FRAGMENTO DEL TEXTO:
/---

Es fundamental, por el devenir de Chile, que nuestra estructura educativa sea robusta, integral y que genere condiciones y expectativas de un proyecto país que abarque a todos los segmentos, en participación, derechos y beneficios.
El acceso a la educación e información se ha ido constituyendo como una trascendental herramienta para el progreso material y social de los países. Ello, porque el impacto que generan las políticas educativas, efectuadas de una manera seria y comprometida, abarca lo económico, así como también lo intelectual. Es importante crear sociedades ilustradas y, con ello, me refiero a ciudadanos que reciben las habilidades y conocimientos deseados para el desarrollo de sus proyectos vitales, pero a la vez la “culturización” cívica de comprender que somos sujetos públicos, que formamos parte de un pacto social respecto de nuestro entorno.
El decaimiento de estos dos pilares, tal como sucede en Chile, tiene como consecuencia la degradación social, ya que en el sistema educativo se reflejan los valores que el Estado desea o intenta impregnar en sus ciudadanos.
La generación política que hoy gobierna nace y se conforma como un movimiento de la lucha educacional propiciada durante “la Revolución pingüina”, lo que parecía predecir que la educación sería su principal bandera, lo cual hubiera sido justo y coherente, además por autodefinirse de izquierda, nacer en el seno de la Confech y vociferar un discurso de transformación educacional.
No obstante, en estos tres años de Gobierno hemos visto cómo el Mineduc no ha sido competente para, primero, crear un plan educacional robusto que responda a las carencias denunciadas por décadas –tanto por estudiantes como profesores–, y, segundo, no ha tenido la capacidad de enfrentar los desafíos generados por la migración, los estragos de la pandemia y el aumento del abandono temprano de la educación. Es más, ha seguido replicando las lógicas que tanto criticaron y juzgaron.

\---

(Extractos del conjunto de datos)

/---

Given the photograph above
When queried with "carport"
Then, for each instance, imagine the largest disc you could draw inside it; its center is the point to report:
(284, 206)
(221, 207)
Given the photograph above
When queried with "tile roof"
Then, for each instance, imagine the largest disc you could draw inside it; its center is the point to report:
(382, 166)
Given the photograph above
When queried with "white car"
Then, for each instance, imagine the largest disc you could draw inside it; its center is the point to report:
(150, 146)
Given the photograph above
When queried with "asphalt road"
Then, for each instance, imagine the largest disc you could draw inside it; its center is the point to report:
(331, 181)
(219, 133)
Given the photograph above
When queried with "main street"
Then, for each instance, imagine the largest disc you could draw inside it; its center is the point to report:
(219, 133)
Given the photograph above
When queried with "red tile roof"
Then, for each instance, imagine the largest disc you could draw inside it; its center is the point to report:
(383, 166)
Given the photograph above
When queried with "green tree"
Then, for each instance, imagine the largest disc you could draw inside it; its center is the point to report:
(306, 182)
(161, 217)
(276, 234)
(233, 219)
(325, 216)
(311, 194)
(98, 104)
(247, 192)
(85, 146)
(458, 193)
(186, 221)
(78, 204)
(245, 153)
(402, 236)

\---
/---

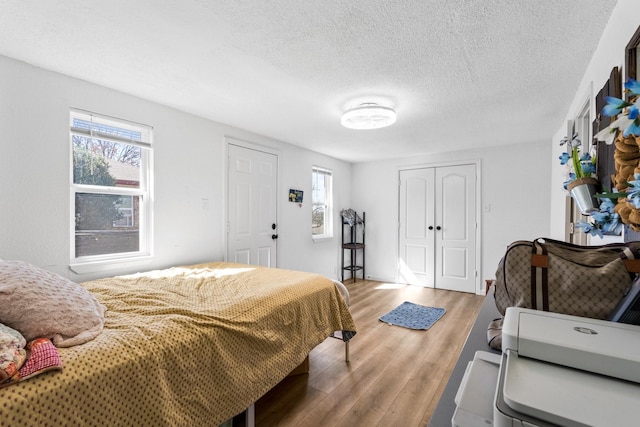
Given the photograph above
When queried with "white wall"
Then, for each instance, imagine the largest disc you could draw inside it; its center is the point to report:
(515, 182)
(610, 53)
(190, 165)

\---

EJERCICIOS PROPUESTOS:
(1) Según el texto sobre la educación en Chile, ¿de qué movimiento nace y se conforma la generación política que hoy gobierna?
(2) Reproduce del texto sobre la educación en Chile todo lo que va desde "La generación política" hasta "de transformación educacional.", ambos incluidos.

RESULTADOS DEL EJERCICIO:
(1) De la lucha educacional propiciada durante "la Revolución pingüina".

(2)
La generación política que hoy gobierna nace y se conforma como un movimiento de la lucha educacional propiciada durante “la Revolución pingüina”, lo que parecía predecir que la educación sería su principal bandera, lo cual hubiera sido justo y coherente, además por autodefinirse de izquierda, nacer en el seno de la Confech y vociferar un discurso de transformación educacional.